__WHAT IS BEING ASKED__
Print out the entries that follow exactly, missing none.

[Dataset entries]
────
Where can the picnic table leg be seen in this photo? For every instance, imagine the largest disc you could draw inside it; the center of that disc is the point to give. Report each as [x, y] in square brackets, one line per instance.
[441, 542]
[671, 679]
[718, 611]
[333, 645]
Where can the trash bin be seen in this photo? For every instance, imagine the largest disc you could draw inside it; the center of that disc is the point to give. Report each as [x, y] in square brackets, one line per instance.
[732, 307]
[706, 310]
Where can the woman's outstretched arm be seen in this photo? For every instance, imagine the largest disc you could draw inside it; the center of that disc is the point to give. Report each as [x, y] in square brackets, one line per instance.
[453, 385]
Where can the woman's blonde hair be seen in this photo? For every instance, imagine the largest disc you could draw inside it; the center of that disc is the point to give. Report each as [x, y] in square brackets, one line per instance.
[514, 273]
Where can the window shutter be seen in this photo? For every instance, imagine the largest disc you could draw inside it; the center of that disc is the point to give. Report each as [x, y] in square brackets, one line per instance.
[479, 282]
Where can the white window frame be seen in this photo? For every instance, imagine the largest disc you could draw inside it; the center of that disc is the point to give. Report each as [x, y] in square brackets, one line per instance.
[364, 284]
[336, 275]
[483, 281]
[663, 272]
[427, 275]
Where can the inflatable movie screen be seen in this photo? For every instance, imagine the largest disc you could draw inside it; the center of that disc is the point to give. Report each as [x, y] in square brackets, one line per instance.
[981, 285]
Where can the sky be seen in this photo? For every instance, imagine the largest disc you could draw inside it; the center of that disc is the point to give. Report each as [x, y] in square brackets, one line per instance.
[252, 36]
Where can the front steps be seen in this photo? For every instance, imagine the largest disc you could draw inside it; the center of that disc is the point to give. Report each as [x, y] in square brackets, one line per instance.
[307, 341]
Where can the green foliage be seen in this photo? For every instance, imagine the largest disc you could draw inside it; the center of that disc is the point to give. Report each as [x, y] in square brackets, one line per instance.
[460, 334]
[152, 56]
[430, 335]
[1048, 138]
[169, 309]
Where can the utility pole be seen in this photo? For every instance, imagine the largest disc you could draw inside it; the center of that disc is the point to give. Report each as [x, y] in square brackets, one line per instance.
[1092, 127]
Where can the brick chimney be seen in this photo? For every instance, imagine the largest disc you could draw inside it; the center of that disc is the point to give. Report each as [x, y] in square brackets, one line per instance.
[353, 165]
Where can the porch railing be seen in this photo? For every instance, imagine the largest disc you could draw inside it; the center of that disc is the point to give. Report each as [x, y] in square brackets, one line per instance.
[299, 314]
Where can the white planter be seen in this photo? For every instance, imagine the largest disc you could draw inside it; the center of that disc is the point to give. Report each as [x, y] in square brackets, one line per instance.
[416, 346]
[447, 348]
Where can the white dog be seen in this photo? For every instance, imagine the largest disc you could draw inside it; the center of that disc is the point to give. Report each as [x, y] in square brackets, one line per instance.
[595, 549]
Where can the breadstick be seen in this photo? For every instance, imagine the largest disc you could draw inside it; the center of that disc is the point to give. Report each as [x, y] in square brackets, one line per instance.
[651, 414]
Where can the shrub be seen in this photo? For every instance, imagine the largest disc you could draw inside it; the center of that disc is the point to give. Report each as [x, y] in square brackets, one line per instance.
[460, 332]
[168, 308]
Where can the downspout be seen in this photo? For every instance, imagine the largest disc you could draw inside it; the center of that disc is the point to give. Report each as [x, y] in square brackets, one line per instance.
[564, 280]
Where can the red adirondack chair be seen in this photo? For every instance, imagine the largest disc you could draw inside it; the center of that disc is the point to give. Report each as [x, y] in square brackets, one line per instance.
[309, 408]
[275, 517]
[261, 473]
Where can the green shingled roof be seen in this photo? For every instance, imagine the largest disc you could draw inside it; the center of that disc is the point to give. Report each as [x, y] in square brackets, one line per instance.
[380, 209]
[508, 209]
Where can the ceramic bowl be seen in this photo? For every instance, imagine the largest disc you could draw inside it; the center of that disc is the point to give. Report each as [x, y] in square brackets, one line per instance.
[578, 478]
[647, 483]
────
__ANSWER AREA__
Where can the picnic table leg be seen in this photo? For every instance, imagine the largest disc you could draw inside it; the center of that disc is the point to give. Report each as [x, y] in square brackets, one line per instance.
[441, 542]
[671, 679]
[718, 611]
[333, 645]
Where can the trash bin be seen in this photo? For every instance, imagine the largest disc you could draw inside it; the center of that disc is the point to give. Report each as [x, y] in square brackets, one line per instance.
[732, 307]
[706, 310]
Where can the woman's outstretched arm be seen in this photo? For every instance, imagine the largest disc you could draw inside it; the center of that disc is the point to give. Report each as [x, y] in square brackets, one line per instance.
[453, 385]
Where can the woman's blonde hair be seen in this photo? For every instance, imagine the largest disc you could draw inside it; the center of that disc is the point to give. Report each as [x, y] in square brackets, one line per instance.
[514, 273]
Where can the window shutter be seen in this photo? For every instance, imagine the largest disc you could draw inside it; the center of that disc is the point to give. Report each as [x, y] in square brackets, one line per instance.
[479, 282]
Where can the white window frame be seen in this photo? For every instance, imagine the largest disc you could draw inside it; the center of that disc is the point to give. Report each as [x, y] in square brackets, one line per instance.
[364, 284]
[336, 275]
[483, 281]
[663, 272]
[427, 275]
Where can the inflatable movie screen be seen in this photo? For every instance, imagine the largest disc you could draw inside it; the center of that disc is the point to give. Report each as [x, y] in square brackets, one line per instance.
[981, 285]
Where can the sky be seen in this photo? For every instance, imagine the largest disc you could draw inside it; the center of that disc is the point to give. Report each as [x, y] in square brackets, one line per instance.
[252, 36]
Where can the front steps be seen in this photo? For every instance, imagine the largest disc you could draw inside it; the center of that disc is the point to give. Report each as [x, y] in square brackets, one line per instance.
[307, 341]
Where can the green foliage be seen in this photo? For every instance, imagine the largest disc you could draw inside it; the center of that disc is the point to give. Report each as [x, y] in square brackets, one line per instance.
[460, 334]
[152, 56]
[430, 335]
[1048, 138]
[169, 309]
Where can the utility pole be seen in this photo? For every instance, imagine the largest disc you could draw inside it; the center of that disc is the point to give. Report each as [x, y] in square brackets, one line per instance.
[1092, 127]
Where can the brick chimney be seen in this photo? For every instance, imagine the largest disc you could draw inside it; the center of that disc is the point to give. Report each as [x, y] in square brackets, one line per instance.
[353, 165]
Where can the porch railing be seen in this photo? For every instance, imagine the largest disc you could draw inside it; the center of that disc is the point to give. Report each as [x, y] in square brackets, one line per instance.
[299, 314]
Where can the white planter be seen in this photo? For every instance, imagine the largest disc you could draw inside it; the center of that disc is the point to give. Report each as [x, y] in square brackets, one line per instance.
[416, 346]
[447, 348]
Where can the white dog be seen in this photo? For every instance, imagine the largest disc you could draw inside it; the center of that disc is the point to give. Report each as [x, y] in square brackets, one line per instance.
[595, 549]
Where can the breadstick be seen in this photo? For every instance, imagine the largest disc you could draw inside it; the center of that disc is the point to give. Report each as [x, y] in square brackets, one line per instance.
[651, 414]
Where can the shrub be seen in this photo? For every instance, imagine the largest disc you could draw inside it; the center of that disc is the point to give. Report each as [x, y] in square brackets, one line per instance.
[460, 332]
[168, 308]
Where can the downspout be seen in this photo? For every instance, imagine the largest disc you could draw inside it; the center of that disc is the point to give. Report each as [x, y] in square brackets, one line per instance.
[564, 280]
Where can the red adirondack chair be seen in this photo? For every instance, imagine the largest disc you could draw inside it; the center of that disc is the point to give. Report each as [x, y] in square brackets, one line per instance.
[309, 408]
[275, 517]
[261, 473]
Where can the green shingled roof be seen in this photo? For every instance, imagine the largest disc you could draw inside it; the center of that disc is the point to give. Report each as [x, y] in square brackets, one line per instance.
[380, 209]
[508, 209]
Where can the ceramic bowl be seen in this photo? For every instance, imagine the largest disc you could draw inside it; the center of that disc is the point to give. Report each as [x, y] in square brackets, one line per instance.
[578, 478]
[647, 483]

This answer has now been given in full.